═════ Supplied material
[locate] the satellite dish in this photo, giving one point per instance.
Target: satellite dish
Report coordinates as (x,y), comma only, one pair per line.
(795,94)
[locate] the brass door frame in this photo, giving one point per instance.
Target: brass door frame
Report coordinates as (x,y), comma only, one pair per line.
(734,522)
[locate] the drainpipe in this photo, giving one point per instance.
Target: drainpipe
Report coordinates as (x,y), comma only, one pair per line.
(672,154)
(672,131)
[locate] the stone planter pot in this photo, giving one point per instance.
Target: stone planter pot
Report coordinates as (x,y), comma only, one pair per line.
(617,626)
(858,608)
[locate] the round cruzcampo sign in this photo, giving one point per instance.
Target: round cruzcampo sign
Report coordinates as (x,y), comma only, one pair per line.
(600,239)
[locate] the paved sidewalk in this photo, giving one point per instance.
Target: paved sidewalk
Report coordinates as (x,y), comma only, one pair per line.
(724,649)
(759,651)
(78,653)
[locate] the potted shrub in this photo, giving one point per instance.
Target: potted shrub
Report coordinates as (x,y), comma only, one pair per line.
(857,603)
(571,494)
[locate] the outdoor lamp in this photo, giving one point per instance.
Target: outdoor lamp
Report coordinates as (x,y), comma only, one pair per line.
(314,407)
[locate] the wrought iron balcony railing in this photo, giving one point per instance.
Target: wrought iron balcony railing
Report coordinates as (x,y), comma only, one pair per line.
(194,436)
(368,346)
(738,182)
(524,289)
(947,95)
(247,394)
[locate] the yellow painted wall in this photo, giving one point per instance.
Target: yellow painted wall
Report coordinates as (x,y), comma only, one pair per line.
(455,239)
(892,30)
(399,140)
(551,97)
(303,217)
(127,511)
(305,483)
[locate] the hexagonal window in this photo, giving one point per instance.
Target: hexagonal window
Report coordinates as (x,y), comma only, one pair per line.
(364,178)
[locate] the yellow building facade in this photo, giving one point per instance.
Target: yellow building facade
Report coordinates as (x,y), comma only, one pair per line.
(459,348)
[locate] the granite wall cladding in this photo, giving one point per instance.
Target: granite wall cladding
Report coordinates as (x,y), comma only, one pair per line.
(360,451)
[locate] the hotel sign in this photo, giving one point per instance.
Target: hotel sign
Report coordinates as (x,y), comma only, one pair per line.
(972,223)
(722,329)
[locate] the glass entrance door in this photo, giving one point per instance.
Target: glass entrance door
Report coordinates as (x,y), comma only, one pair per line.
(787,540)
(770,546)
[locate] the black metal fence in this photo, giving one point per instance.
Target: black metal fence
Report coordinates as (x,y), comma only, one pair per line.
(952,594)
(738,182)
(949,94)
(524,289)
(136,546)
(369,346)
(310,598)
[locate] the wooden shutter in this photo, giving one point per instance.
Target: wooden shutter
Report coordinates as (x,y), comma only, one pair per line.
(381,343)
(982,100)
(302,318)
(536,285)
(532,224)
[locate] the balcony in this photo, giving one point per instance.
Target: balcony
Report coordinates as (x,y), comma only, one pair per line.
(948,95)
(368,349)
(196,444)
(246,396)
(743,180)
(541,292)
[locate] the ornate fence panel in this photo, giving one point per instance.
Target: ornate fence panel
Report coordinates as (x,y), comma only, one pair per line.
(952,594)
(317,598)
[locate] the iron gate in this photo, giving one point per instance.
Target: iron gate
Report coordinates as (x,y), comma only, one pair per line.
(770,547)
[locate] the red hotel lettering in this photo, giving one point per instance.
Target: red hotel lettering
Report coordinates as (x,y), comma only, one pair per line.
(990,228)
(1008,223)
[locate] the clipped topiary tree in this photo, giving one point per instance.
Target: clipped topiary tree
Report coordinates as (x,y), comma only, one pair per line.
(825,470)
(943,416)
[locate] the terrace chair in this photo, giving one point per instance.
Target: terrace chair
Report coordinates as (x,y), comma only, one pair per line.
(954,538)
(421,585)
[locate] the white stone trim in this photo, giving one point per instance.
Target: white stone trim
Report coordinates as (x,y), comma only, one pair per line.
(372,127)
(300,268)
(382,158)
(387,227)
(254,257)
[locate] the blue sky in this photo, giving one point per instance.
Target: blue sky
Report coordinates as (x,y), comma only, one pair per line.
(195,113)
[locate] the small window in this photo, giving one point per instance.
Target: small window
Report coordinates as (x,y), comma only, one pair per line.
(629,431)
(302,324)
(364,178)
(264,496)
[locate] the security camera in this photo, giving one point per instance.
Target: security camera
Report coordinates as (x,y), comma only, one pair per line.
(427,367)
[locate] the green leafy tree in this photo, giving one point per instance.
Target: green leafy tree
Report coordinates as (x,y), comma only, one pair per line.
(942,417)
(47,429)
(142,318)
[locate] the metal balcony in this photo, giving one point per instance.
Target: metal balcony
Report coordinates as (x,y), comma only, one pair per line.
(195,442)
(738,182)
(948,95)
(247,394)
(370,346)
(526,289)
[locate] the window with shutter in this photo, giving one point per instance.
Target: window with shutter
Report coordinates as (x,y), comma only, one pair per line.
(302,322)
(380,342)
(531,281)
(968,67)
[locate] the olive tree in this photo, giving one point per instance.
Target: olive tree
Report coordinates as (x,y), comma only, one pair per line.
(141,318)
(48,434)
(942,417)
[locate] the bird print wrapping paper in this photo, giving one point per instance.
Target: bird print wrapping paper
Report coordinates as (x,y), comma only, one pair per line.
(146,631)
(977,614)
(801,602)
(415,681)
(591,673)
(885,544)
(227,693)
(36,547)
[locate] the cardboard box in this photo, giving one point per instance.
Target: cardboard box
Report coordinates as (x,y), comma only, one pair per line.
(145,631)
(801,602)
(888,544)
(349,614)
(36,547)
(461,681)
══════════
| Exercise objective |
Write every entry out again exactly.

| Task solution |
[locate] the satellite dish in this photo, giving one point per instance.
Target: satellite dish
Report coordinates as (x,y), comma only, one pair per line.
(795,94)
[locate] the brass door frame in this photo, giving one point per instance.
Target: brass door frame
Report coordinates as (x,y), comma only, one pair per line.
(734,522)
[locate] the drainpipe in this photo, giving one point per instance.
Target: drainpipe
Report coordinates as (x,y), comma only, one pair per line.
(672,154)
(672,131)
[locate] the stone planter pot in this photo, giving one point per instance.
Target: stone planter pot
Report coordinates as (x,y), comma only, one pair per line.
(617,626)
(858,608)
[locate] the round cruzcampo sign in this photo, giving one point per instance.
Target: round cruzcampo sign
Report coordinates as (x,y), comma only, one pair per line.
(600,239)
[locate] the paved sidewalk in this photo, giving one point per instance.
Target: paved sidewalk
Report coordinates as (x,y), comma only, one pair per line.
(724,649)
(759,651)
(78,653)
[locate] the potted shrub in this photo, giving one point per instance.
Target: potted shrub
Report coordinates as (x,y), comma only, one pair per line.
(857,603)
(571,494)
[locate] the outdoor lamp in this photo, giving one point per instance.
Target: outdoor lamp
Report coordinates as (x,y), comma only, one pair per line.
(314,407)
[locate] the wrought iron balcony railing in this photo, giving one point per instance.
Target: wrought iron balcony railing
Report coordinates as (x,y), comma only, one pair per line.
(194,436)
(368,346)
(738,182)
(524,289)
(947,95)
(247,394)
[locate] the yellow painted wall in this photo, giving one point per instance.
Target: yellow painted wall
Report coordinates as (x,y), comma only, one pair per line.
(455,239)
(892,30)
(399,140)
(551,97)
(303,217)
(127,511)
(305,483)
[locate] the hexagonal window in this photo, giving one point per instance.
Target: hexagonal window
Report coordinates as (x,y), comma only, one pair per line.
(364,178)
[locate] the yellow building facade in this photo, giving one point per instance.
Target: yellow building facade
Report coordinates as (x,y), comma only, one pair per line.
(459,348)
[locate] the granite wall cladding in this photo, giving one point per instance.
Target: granite wall cladding
Report coordinates as (x,y), comma only, one pair per line.
(360,451)
[locate] the hotel sign in this photo, giving one point per instance.
Target: hotel sign
Report coordinates as (x,y), comma only, one pair per line.
(972,223)
(722,329)
[locate] the glass entrance door in this photo, giving one point per instance.
Target: glass entrance door
Report coordinates as (x,y), comma only, one pair per line.
(787,540)
(770,546)
[locate] the black metal fence in this photo, giving one point per instance.
Target: black metal fence
Report coordinates as (x,y), comma only, one pair per line.
(952,594)
(738,182)
(949,94)
(524,289)
(136,546)
(369,346)
(310,598)
[locate] the wooden shutter in this photo, giving one point per instance.
Target: wooden shutter
Report coordinates as (x,y), comma only, one pair per line.
(381,343)
(982,100)
(302,318)
(536,285)
(532,224)
[locate] the balcony in this photo, giving one point per instance.
Target: balcony
Report coordinates as (x,y), comma only, one pair per line.
(948,95)
(368,349)
(196,444)
(246,396)
(743,180)
(541,292)
[locate] the ornate fence panel in this photo, giving one point per instance.
Target: ornate fence panel
Report coordinates as (x,y), comma only, one pair per line.
(952,594)
(317,598)
[locate] the iron gate in this photo, giving one point per instance.
Target: iron gate
Report coordinates as (x,y), comma only, one pair per line.
(770,547)
[locate] the red hotel lettering in this photo, giving one point per instance.
Target: red hotel lettering
Report coordinates as (x,y), comma only, one pair per line.
(990,228)
(1008,223)
[locate] the clipped topiary tree in this photo, giving one point per instance.
Target: clipped topiary tree
Report coordinates as (x,y), comma only, one pair per line.
(825,470)
(943,416)
[locate] the terrace chair in this photo, giving one point per instance.
Target: terrace chair
Report coordinates as (x,y), comma only, one pair per line.
(954,538)
(421,585)
[locate] the white stone trim in this photo, giving one point per instance.
Target: white stone trim
Report coordinates as (x,y), comma only, one pair per line.
(372,127)
(300,268)
(382,158)
(387,227)
(254,257)
[locate] the blue sky in this photo, giving one point per instance.
Target: blue sky
Report coordinates as (x,y), comma only, one pair per line.
(195,113)
[locate] the small window in this photo, giving one point per instance.
Target: small window
Report coordinates as (x,y), comma only, one pair per line.
(629,431)
(302,324)
(364,178)
(264,496)
[locate] the security camera in this photo, giving one point per instance.
Target: security camera
Report coordinates as (x,y), comma only, one pair per line.
(427,367)
[locate] the green leafy tree in this photo, giving one point per instance.
Target: green leafy tree
Report coordinates as (x,y), comma only, one pair per line.
(942,417)
(47,429)
(142,318)
[locate] the metal balcony in this photo, giving one point per instance.
Target: metal balcony
Report coordinates as (x,y), comma only, one pair per line.
(195,442)
(738,182)
(948,95)
(247,394)
(370,346)
(526,289)
[locate] the window with shutter in this photo, giving one point per instance.
Target: window with shutter
Report coordinates as (x,y), comma only, one pair per line.
(302,322)
(380,342)
(531,281)
(968,67)
[locate] the olive tree in this photo, giving one point per instance.
Target: olive tree
Report coordinates as (x,y), comma only, one pair per line.
(141,318)
(48,434)
(942,417)
[locate] the bird print wrapping paper in this photo, giving one point per instance.
Target: bird print wrapping paper
Report coordinates as (x,y), comma only, one pair per line.
(146,631)
(977,614)
(801,602)
(415,681)
(591,673)
(885,544)
(227,693)
(36,547)
[locate] the cardboard box in this photo, giving one point per instance.
Target: cardboard box
Report coordinates as (x,y), comma only, one pair per line.
(145,631)
(801,602)
(888,544)
(349,614)
(36,547)
(461,681)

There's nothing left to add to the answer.